━━ Records for this task
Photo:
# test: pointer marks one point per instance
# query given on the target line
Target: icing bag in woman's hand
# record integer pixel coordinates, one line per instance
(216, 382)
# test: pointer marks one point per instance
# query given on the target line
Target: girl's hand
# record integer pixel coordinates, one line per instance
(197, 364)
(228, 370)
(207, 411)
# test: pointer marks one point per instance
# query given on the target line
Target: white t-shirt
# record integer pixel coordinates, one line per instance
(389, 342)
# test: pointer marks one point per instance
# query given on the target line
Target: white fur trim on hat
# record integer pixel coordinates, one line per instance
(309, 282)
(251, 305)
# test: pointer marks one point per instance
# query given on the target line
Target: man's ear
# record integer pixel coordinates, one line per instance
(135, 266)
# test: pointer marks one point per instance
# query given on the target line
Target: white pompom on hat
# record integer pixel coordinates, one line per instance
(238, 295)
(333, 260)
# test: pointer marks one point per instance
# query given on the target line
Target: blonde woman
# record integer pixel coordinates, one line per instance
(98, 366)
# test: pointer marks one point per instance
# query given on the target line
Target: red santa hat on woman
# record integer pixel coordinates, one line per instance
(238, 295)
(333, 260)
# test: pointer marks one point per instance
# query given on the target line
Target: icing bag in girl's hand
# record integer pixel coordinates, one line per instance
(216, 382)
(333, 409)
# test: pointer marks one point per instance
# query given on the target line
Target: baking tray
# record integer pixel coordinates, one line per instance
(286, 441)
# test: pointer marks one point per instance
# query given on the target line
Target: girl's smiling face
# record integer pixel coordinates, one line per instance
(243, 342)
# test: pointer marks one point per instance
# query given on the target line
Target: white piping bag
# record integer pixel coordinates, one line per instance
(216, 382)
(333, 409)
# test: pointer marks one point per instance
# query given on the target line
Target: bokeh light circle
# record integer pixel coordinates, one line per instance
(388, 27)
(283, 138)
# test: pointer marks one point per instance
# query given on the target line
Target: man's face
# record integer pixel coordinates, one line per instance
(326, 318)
━━━━
**Exercise prompt**
Please make the answer a complete, exact reproduction of the records.

**Response area**
Photo:
# test: pointer marks one point per instance
# query given on the target line
Target: icing bag in woman's hand
# record integer pixel coordinates, one line per instance
(216, 382)
# test: pointer marks one point per instance
# query given on the target line
Target: girl's hand
# record integer pixel coordinates, one line per instance
(197, 364)
(228, 370)
(207, 411)
# test: pointer marks one point per instance
# query given on the target line
Target: white t-shirt
# record integer pixel coordinates, one line per instance
(389, 342)
# test: pointer marks one point per instance
# query given on the target line
Target: white fur trim on hat
# record integer pixel coordinates, one line per instance
(309, 282)
(251, 305)
# test: pointer marks one point per instance
# query given on the target line
Target: man's ear
# record integer pixel coordinates, one line per instance
(135, 266)
# test: pointer marks one point per instance
# query given on the target line
Target: white pompom on hat
# record integer pixel coordinates, one line per instance
(238, 295)
(333, 260)
# test: pointer marks one point per instance
# query given on the target line
Target: blonde woman
# record integer pixel coordinates, one line per instance
(98, 366)
# test: pointer marks one point per instance
# query given on the target line
Target: red santa hat on woman
# record integer pixel coordinates, one line per instance
(238, 295)
(333, 260)
# test: pointer marks one point per instance
# query given on the target line
Target: icing bag in girl's hand
# record integer pixel coordinates, one line per instance
(216, 382)
(333, 409)
# test: pointer marks one point per instance
# query given on the target line
Target: baking tray
# record integer pixel coordinates, one line per instance
(286, 441)
# test: pointer marks one point per instance
# query given on the target line
Target: girl's smiling face
# record integer pixel coordinates, one line per instance
(243, 342)
# test: pointer marks one point per instance
# query given on the target line
Target: white piping bag
# record integer pixel coordinates, one line per instance
(216, 382)
(333, 409)
# test: pointer marks one point per instance
# query given on the target line
Target: bokeh light circle
# record integer pixel coordinates, one line per instance
(388, 27)
(283, 138)
# test: pointer marks one point per instance
# query given on the target line
Target: man's face
# record integer pixel coordinates, one line per instance
(326, 318)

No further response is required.